◆ EXCERPT PROVIDED
┌──

Listed Building – Grade II
- Designated: 31 July 1986
- Reference no.: 1343029

= Walsall Council House =

Municipal building in Walsall, West Midlands, England

Walsall Council House is a municipal building in Lichfield Street in Walsall, West Midlands, England. It is a Grade II listed building.

==History==
The St. John's Guildhall in the High Street, which had been built in 1416, was appropriated by the borough council and served as the local seat of local government for many centuries. It was rebuilt in 1773 and much of it was rebuilt again to a design by G. B. Nichols of West Bromwich in an Italianate style in 1867. By the late 19th century the guildhall was overcrowded and the council sought larger facilities; a site which was then occupied by a large house and by the Walsall Liberal Club was selected as suitable for redevelopment.

The foundation stone for the new building was laid by Prince Christian of Schleswig-Holstein on 29 May 1902. The building, which was designed by James Glen Sivewright Gibson in the Baroque style, was built at a cost of £98,400 (equivalent to £ in ) and was completed in 1905. It was built adjoining Walsall Town Hall which had been commissioned a few years earlier as a public assembly hall.

The main entrance to the council house was designed with a round head and Ionic order columns; the ground floor was styled with round-headed windows and projecting keystones while the bays on the first and second floors were separated by large Composite order columns. A large tower was erected at the east end of the building with open balconies on each side and a roof lantern above. The carvings on the exterior of the council house, including the seated female figure of Justice above the entrance, were designed by Henry Charles Fehr. The council chamber inside the building was fitted out with fine neoclassical plasterwork as well as Ionic order columns and pilasters. A wooden board listing all the town mayors who have served since 1377 was erected on the wall of the council chamber ante-room.

└──

◆ DATASET EXCERPTS

┌──

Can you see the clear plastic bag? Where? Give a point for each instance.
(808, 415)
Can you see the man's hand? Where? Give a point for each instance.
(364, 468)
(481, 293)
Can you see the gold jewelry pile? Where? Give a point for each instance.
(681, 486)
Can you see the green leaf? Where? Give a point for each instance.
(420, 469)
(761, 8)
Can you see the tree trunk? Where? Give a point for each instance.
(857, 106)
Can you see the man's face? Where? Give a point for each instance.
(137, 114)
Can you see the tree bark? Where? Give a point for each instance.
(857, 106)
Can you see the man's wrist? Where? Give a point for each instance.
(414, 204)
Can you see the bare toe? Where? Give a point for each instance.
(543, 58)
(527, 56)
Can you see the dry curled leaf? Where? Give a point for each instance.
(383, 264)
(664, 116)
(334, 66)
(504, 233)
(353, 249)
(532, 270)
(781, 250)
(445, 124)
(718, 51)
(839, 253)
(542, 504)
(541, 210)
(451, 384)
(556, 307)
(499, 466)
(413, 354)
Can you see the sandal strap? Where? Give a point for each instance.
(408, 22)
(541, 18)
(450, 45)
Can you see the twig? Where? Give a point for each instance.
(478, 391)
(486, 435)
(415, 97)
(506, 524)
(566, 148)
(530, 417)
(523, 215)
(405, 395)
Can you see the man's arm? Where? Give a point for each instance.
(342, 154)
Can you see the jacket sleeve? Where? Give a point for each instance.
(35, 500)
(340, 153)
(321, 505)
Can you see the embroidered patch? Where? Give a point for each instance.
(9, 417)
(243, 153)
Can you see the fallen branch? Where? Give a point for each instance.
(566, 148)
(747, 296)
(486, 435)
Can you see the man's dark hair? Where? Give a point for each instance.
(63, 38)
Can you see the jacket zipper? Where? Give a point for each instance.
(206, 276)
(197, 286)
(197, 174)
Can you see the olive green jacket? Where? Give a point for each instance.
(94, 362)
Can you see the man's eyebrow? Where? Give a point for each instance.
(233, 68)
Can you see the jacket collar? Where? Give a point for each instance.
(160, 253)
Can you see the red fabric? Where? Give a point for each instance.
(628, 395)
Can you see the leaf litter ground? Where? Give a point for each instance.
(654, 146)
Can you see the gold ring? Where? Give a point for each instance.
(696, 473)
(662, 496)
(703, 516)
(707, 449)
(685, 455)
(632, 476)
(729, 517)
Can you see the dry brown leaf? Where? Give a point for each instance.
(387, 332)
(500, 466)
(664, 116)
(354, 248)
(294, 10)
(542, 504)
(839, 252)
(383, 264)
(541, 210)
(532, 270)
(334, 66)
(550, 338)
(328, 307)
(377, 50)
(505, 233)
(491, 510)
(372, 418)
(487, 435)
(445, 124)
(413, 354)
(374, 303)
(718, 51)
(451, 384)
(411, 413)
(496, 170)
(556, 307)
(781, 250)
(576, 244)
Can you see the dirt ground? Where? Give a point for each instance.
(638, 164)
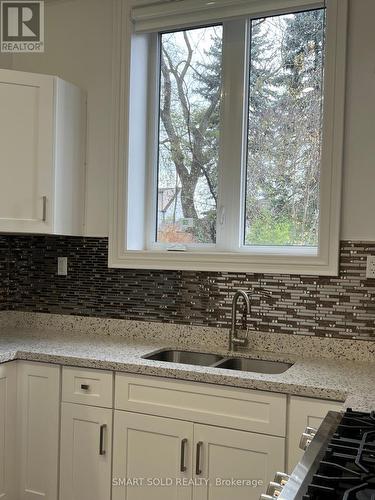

└──

◆ QUESTIONS
(A) According to the text about Walsall Council House, who laid the foundation stone for the new building?
(B) Write a continuation of the text about Walsall Council House, starting after its final sentence.
The records have nothing to do with the text about Walsall Council House.

◆ TASK-BY-TASK ANSWERS
(A) Prince Christian of Schleswig-Holstein laid it on 29 May 1902.

(B)
In 1916 during the First World War, the mayor, Mary Slater, was hit by shrapnel and subsequently died from her injuries during an attack on the council house from a Zeppelin.

The council house served as the headquarters of the county borough of Walsall and, following the implementation of the Local Government Act 1972, continued to serve as the local seat of government of the enlarged Walsall Metropolitan Borough Council. Queen Elizabeth II, accompanied by the Duke of Edinburgh, visited the council house as part of her silver jubilee celebrations and signed the visitors' book on 27 July 1977.

A plaster cast model of the local nurse, Sister Dora, which had been located in the foyer of the council house for many years, was moved to Walsall Manor Hospital in September 2010.

Refurbishment works, including upholstery repairs on the fine furniture in the council chamber and improvements to the council house reception area, were carried out in 2019 and 2020.